■ **Given exercise**
Reproduce every line of the material below without any changes.

■ **Record extracts**
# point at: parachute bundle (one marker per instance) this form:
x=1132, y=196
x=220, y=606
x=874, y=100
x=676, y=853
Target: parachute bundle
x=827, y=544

■ **Reply**
# point at: parachute bundle (one marker per instance) this form:
x=1132, y=196
x=220, y=606
x=874, y=100
x=676, y=853
Target: parachute bundle
x=827, y=544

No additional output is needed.